Task set:
1 – About the mailing-list thread on managing very large files below:
(a) Which manual page does Heiko Wundram point to, and which option does he single out?
(b) What does Chad Perrin call the real problem?
(c) What does Steve Bertrand ask out of curiosity?
2 – Do these statements agree with the thread on managing very large files below? Answer yes or no for each, and quote the words of the thread that decide it.
(a) Chad Perrin thinks split is probably the best choice for a one-time job.
(b) According to Chad Perrin, Perl can only handle a file by loading all of it at once.
(c) The thread comes from the freebsd-questions mailing list.
3 – Could you carry on the thread on managing very large files below, starting right after its last line?

Document segment:
Re: Managing very large files

2007-10-04 Thread Chad Perrin
On Thu, Oct 04, 2007 at 02:58:22PM +0200, Heiko Wundram (Beenic) wrote:
 Am Donnerstag 04 Oktober 2007 14:43:31 schrieb Steve Bertrand:
  Is there any way to accomplish this, preferably with the ability to
  incrementally name each newly created file?
 
 man 1 split
 
 (esp. -l)

That's probably the best option for a one-shot deal like this.  On the
other hand, Perl itself provides the ability to go through a file one
line at a time, so you could just read a line, operate, write a line (to
a new file) as needed, over and over, until you get through the whole
file.

The real problem would be reading the whole file into a variable (or even
multiple variables) at once.

-- 
CCD CopyWrite Chad Perrin [ http://ccd.apotheon.org ]
Isaac Asimov: Part of the inhumanity of the computer is that, once it is
completely programmed and working smoothly, it is completely honest.
___
freebsd-questions@freebsd.org mailing list
http://lists.freebsd.org/mailman/listinfo/freebsd-questions
To unsubscribe, send any mail to [EMAIL PROTECTED]


Re: Managing very large files

2007-10-04 Thread Steve Bertrand
 man 1 split

 (esp. -l)
 
 That's probably the best option for a one-shot deal like this.  On the
 other hand, Perl itself provides the ability to go through a file one
 line at a time, so you could just read a line, operate, write a line (to
 a new file) as needed, over and over, until you get through the whole
 file.
 
 The real problem would be reading the whole file into a variable (or even
 multiple variables) at once.

This is what I am afraid of. Just out of curiosity, if I did try to read
the entire file into a Perl variable all at once, would the box panic,
or as the saying goes 'what could possibly go wrong'?

Record extracts:
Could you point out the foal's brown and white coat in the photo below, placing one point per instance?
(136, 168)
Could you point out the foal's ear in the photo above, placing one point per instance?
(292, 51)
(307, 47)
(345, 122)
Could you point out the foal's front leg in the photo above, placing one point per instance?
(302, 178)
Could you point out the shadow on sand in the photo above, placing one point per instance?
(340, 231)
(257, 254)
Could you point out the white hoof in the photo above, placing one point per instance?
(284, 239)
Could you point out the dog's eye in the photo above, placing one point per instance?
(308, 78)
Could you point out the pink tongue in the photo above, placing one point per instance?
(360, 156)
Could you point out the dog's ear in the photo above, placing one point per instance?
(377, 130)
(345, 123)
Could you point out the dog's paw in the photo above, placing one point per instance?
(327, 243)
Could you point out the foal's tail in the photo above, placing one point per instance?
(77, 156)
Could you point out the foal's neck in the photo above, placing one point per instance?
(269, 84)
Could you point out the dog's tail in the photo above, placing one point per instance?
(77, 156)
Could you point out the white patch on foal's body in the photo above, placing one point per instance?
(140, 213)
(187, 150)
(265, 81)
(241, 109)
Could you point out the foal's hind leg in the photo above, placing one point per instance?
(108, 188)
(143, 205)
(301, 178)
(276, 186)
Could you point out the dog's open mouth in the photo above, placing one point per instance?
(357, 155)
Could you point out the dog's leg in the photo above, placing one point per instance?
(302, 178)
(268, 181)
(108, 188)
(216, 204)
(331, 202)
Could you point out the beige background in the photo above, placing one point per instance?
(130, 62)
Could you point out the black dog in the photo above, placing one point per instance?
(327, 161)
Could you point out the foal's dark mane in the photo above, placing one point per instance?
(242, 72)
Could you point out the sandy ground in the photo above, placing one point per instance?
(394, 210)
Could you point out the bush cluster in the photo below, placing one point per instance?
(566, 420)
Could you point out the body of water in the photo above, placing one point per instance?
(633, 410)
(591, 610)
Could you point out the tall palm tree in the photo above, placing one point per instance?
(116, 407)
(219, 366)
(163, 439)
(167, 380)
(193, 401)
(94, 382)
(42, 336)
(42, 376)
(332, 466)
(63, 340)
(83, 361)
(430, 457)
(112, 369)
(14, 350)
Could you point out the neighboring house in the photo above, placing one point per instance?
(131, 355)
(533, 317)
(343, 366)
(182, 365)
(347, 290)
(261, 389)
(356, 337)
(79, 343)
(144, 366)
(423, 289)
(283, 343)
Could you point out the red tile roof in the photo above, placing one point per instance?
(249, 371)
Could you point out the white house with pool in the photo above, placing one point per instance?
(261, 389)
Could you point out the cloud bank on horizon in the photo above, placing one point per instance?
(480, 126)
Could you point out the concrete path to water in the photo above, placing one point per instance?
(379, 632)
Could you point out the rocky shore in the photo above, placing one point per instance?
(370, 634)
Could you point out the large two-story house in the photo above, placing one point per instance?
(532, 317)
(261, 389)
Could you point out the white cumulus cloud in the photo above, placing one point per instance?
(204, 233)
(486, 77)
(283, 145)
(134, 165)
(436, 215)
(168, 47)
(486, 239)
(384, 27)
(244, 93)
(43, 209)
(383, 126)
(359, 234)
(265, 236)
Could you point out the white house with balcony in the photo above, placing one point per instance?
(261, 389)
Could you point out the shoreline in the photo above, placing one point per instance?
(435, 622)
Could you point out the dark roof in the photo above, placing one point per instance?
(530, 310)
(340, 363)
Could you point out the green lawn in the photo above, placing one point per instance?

Exercise results:
1 –
(a) He points to "man 1 split", especially the -l option.
(b) Reading the whole file into a variable, or even multiple variables, at once.
(c) He asks whether the box would panic if he tried to read the entire file into a Perl variable all at once.

2 –
(a) Yes: "That's probably the best option for a one-shot deal like this."
(b) No: "Perl itself provides the ability to go through a file one line at a time"
(c) Yes: "freebsd-questions@freebsd.org mailing list"

3 –
Steve

___
freebsd-questions@freebsd.org mailing list
http://lists.freebsd.org/mailman/listinfo/freebsd-questions
To unsubscribe, send any mail to [EMAIL PROTECTED]


Re: Managing very large files

2007-10-04 Thread Heiko Wundram (Beenic)
Am Donnerstag 04 Oktober 2007 22:16:29 schrieb Steve Bertrand:
 This is what I am afraid of. Just out of curiosity, if I did try to read
 the entire file into a Perl variable all at once, would the box panic,
 or as the saying goes 'what could possibly go wrong'?

Perl most certainly wouldn't make the box panic (at least I hope so :-)), but 
would barf and quit at some point in time when it can't allocate any more 
memory (because all memory is in use). Meanwhile, your swap would've filled 
up completely, and your box would've become totally unresponsive, which goes 
away instantly the second Perl is dead/quits.

Try it. ;-) (at your own risk)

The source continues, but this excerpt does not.